Source text -

The very possibility of starting afresh — of turning over a new leaf, and then another — seems to have vanished, hence the lack of direction; of narrative drive. Spurious never really begins: it opens in medias res. Dogma never really ends, as the final Beckettian sentence testifies: “It’s time to die, says W. But death does not come”. The novel stops and starts; it repeats on itself as though it had binged on Plymouth Gin: “Every day, the same failure”. Lars and W. mooch about in the dead time of stasis, a disjointed time, which is not so much dead, as endlessly dying. “But that’s just it: death doesn’t want us, W. says,” in an earlier passage, “It isn’t our time, and it will never be our time.” Things are forever coming to an end, but the end itself never comes: “The conditions for the end are here, W. says, but not the end itself, not yet…” The two characters are suspended in this liminal state, stupefied by the non-stop inertia of late capitalism, “pushing [their] shopping cart full of Plymouth Gin through the gathering darkness,” biding their time: “The apocalypse is imminent, things are coming to an end, but in the meantime…? It’s always the meantime in the pub, W. says”. And again: “Only the disaster is real, W. says. There is no future. And isn’t that a relief: that there is no future? And meanwhile, his long fall. Meanwhile our long fall through the clouds…” And yet again: “Perhaps this is a great waiting room; this, the time before a dentist’s appointment, when nothing very important happens: we leaf through a magazine, we gaze out of the window … But they’ve forgotten to call our names, haven’t they? They’ve forgotten we are here, in the eternal waiting room”.

Data block -

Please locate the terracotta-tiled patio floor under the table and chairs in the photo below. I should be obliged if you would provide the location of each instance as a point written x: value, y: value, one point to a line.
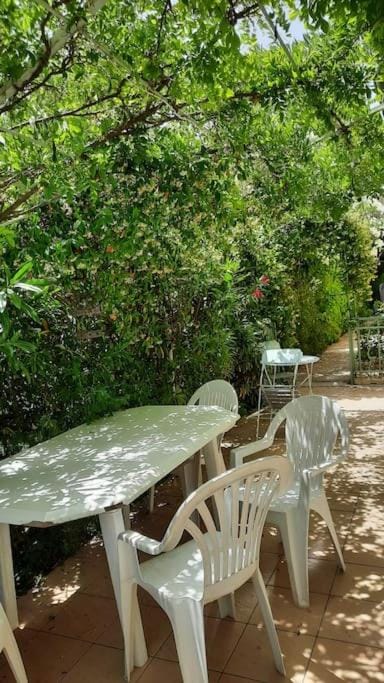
x: 70, y: 630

Exercise - Condense the paragraph of the passage above on the novels Spurious and Dogma that begins "The very possibility of starting afresh" into a brief bulleted list that keeps its main facts.

Result for this task -
- Starting afresh no longer seems possible, so the novels lack direction and narrative drive.
- Spurious opens in medias res instead of truly beginning, and Dogma never truly ends, closing on a Beckettian line: "It's time to die, says W. But death does not come."
- The novel stops, starts and repeats itself: "Every day, the same failure."
- Lars and W. drift through a dead, disjointed time that is less dead than endlessly dying.
- Things keep coming to an end, but the end itself never arrives.
- Stupefied by the non-stop inertia of late capitalism, the two characters wait in a liminal "meantime," pushing a shopping cart of Plymouth Gin through the darkness.
- W. compares their state to an eternal waiting room where no one calls their names.